**Problem to work on:** Pick out every line in the listing below that contains the word "accordingly", and copy each one in full.

**Data shown:**
__________________________________________________

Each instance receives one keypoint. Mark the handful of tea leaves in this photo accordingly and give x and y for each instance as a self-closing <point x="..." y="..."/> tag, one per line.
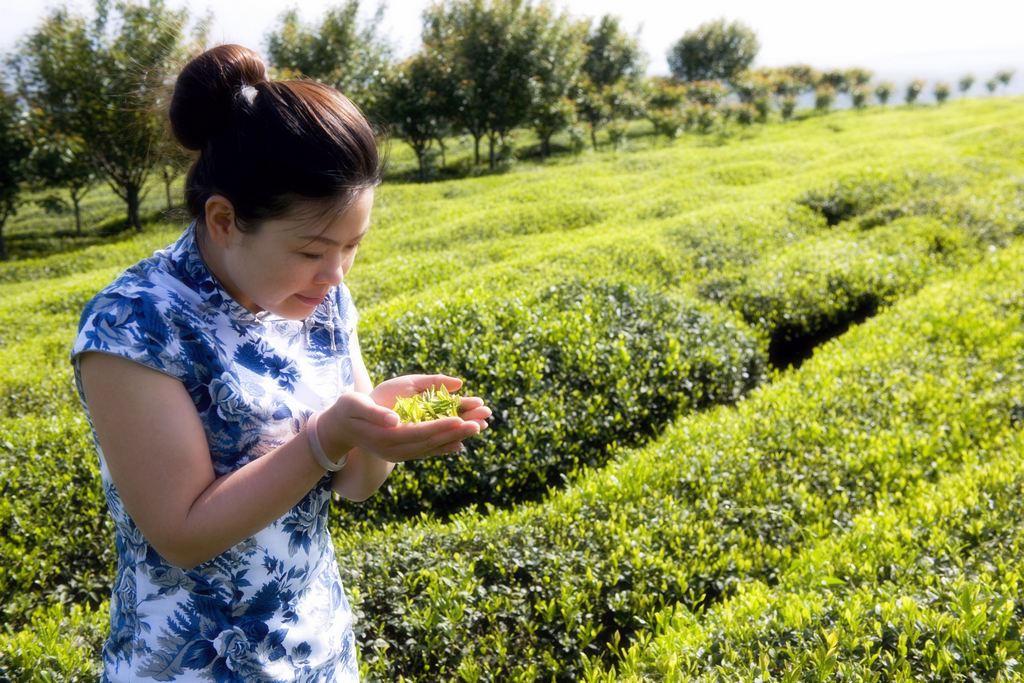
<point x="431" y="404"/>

__________________________________________________

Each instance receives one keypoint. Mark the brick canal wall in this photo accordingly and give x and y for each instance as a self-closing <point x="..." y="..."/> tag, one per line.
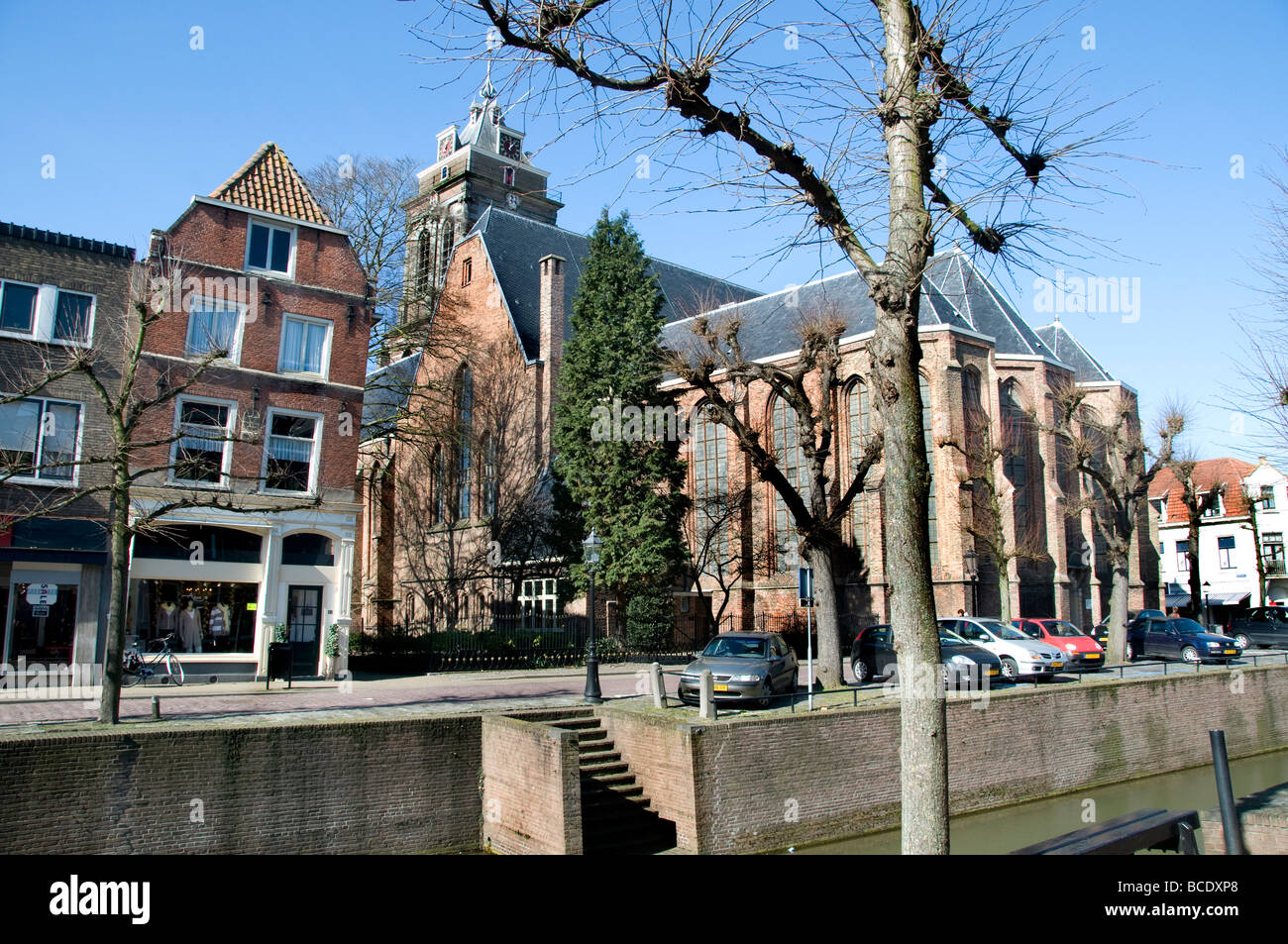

__________________________________________________

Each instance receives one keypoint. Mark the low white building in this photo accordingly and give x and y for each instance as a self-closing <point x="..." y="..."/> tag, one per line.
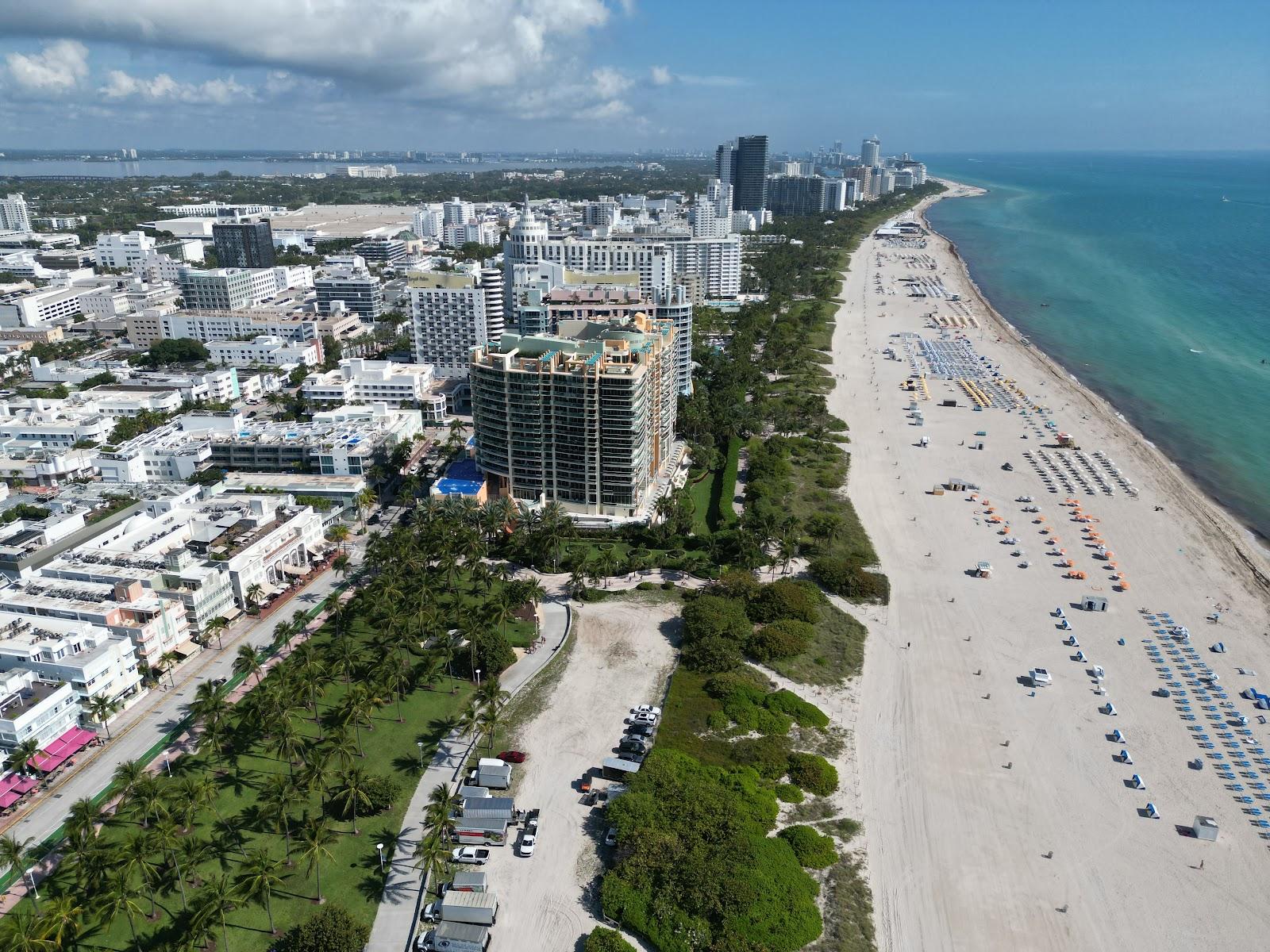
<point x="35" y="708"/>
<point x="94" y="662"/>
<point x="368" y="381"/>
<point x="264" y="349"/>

__________________________________________________

**Task response:**
Each instance receives one keypoint. Mark the handful of tea leaves in this photo accordingly and give x and y for each instance as a self-closing <point x="..." y="..."/> tag, one per line.
Each instance receives one keypoint. Mark the brick canal wall in this photo accordingly and give x and y for each instance as a self-closing <point x="..." y="..."/> tag, one per line.
Each instance receives one keypoint. Mark the low white building in this photo accordingly and give x and y for each instance as a self-closing <point x="..." y="..."/> tag, one per line.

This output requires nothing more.